***** DATA FOR THE TASK *****

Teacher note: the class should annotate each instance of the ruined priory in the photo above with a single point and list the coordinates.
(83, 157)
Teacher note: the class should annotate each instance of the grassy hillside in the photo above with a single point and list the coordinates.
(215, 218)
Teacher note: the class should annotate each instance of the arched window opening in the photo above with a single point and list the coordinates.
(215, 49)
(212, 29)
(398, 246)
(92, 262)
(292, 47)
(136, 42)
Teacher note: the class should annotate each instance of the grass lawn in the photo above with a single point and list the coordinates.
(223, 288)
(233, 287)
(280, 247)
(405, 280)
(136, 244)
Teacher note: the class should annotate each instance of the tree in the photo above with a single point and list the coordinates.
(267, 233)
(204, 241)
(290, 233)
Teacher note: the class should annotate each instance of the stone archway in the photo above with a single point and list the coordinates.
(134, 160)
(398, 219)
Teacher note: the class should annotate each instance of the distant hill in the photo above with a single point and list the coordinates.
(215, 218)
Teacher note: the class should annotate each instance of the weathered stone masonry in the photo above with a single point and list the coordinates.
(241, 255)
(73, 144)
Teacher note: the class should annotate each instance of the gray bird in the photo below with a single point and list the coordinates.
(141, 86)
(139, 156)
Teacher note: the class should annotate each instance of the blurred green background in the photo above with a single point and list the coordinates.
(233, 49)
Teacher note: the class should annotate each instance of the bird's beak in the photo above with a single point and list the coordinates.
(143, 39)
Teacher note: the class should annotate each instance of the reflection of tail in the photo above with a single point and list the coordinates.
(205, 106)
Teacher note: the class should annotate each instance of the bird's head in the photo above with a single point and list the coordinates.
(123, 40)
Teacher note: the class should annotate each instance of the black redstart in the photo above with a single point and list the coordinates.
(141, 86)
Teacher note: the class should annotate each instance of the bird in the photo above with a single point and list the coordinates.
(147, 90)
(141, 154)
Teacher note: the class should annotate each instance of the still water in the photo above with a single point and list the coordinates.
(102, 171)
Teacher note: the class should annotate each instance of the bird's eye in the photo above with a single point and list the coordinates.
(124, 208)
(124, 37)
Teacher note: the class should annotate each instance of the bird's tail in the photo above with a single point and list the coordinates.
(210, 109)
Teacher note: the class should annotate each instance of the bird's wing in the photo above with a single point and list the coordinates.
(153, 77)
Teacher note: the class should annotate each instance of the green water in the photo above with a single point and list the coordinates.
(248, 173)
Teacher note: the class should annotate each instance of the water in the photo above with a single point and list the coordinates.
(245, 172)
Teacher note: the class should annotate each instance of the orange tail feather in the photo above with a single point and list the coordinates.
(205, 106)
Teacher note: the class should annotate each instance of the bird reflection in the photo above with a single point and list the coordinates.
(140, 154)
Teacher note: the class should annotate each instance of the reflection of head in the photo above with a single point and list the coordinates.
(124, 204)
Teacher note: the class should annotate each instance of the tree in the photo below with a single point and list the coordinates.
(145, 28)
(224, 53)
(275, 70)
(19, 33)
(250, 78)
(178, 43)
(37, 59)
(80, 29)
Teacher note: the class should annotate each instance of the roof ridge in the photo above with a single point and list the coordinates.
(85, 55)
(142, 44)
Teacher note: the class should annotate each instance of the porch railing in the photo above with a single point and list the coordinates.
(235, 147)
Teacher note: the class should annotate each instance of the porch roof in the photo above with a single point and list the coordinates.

*****

» STATED TASK: Copy all of the records above word for word, in the same order.

» IN RESPONSE:
Teacher note: the class should annotate each instance of the ruined priory in the photo above with a single point and list the coordinates.
(83, 157)
Teacher note: the class should annotate each instance of the grassy hillside in the photo above with a single point and list the coordinates.
(215, 218)
Teacher note: the class should annotate each instance of the arched window opening in the photo above with a single point and list the coordinates.
(215, 49)
(212, 29)
(398, 246)
(92, 262)
(292, 47)
(136, 42)
Teacher note: the class should annotate each instance of the grass lawn in the photo above with a single point and list the coordinates.
(223, 288)
(233, 287)
(280, 247)
(405, 280)
(136, 244)
Teacher note: the class should annotate each instance of the tree in the photo above with a single point and list the coordinates.
(267, 233)
(204, 241)
(290, 233)
Teacher note: the class should annotate each instance of the stone archway in the photo above with a single point and list the coordinates.
(134, 160)
(398, 219)
Teacher note: the class should annotate each instance of the distant hill in the photo above with a single point and list the coordinates.
(215, 218)
Teacher note: the class should annotate each instance of the weathered stone masonry in the photo above with a single point and list the coordinates.
(241, 255)
(73, 144)
Teacher note: the class should annotate each instance of the gray bird in the photo below with a single point and list the coordinates.
(141, 86)
(139, 156)
Teacher note: the class should annotate each instance of the blurred green background in the photo above with a single point and list the coordinates.
(233, 49)
Teacher note: the class should annotate each instance of the bird's beak in the photo above with a single point and list the coordinates.
(143, 39)
Teacher note: the class should annotate each instance of the reflection of tail in the photo above with a single point and list the coordinates.
(205, 106)
Teacher note: the class should annotate each instance of the bird's head in the photo above with a single point and list the coordinates.
(123, 40)
Teacher note: the class should annotate each instance of the black redstart in the photo above with a single point and list the coordinates.
(141, 86)
Teacher note: the class should annotate each instance of the bird in the photo above with a single point and list the coordinates.
(147, 90)
(141, 154)
Teacher note: the class should annotate each instance of the still water in the photo above with a single point and list the coordinates.
(102, 171)
Teacher note: the class should annotate each instance of the bird's eye in the photo above with a single point and list the coordinates.
(124, 208)
(124, 37)
Teacher note: the class should annotate each instance of the bird's tail in the photo above with a single point and list the coordinates.
(210, 109)
Teacher note: the class should annotate each instance of the bird's wing in the photo above with a single point and list the coordinates.
(153, 77)
Teacher note: the class should annotate each instance of the green water in the photo above with a single point and list the coordinates.
(248, 173)
Teacher note: the class should annotate each instance of the water in the photo above with a single point and list the coordinates.
(245, 172)
Teacher note: the class should annotate each instance of the orange tail feather in the photo above with a single point and list the coordinates.
(205, 106)
Teacher note: the class should annotate each instance of the bird reflection in the photo above with a single point and list the coordinates.
(140, 154)
Teacher note: the class should annotate each instance of the reflection of head in the photo above with a single point and list the coordinates.
(124, 204)
Teacher note: the class should annotate each instance of the tree in the photo below with a single point and list the coordinates.
(145, 28)
(224, 53)
(275, 70)
(19, 33)
(250, 78)
(178, 43)
(37, 59)
(80, 29)
Teacher note: the class should annotate each instance of the roof ridge in the photo above with a single point and list the coordinates.
(85, 55)
(142, 44)
Teacher note: the class should annotate each instance of the porch railing in the photo above with a single point and list the coordinates.
(235, 147)
Teacher note: the class should annotate each instance of the porch roof in the photo above with a single point and list the coordinates.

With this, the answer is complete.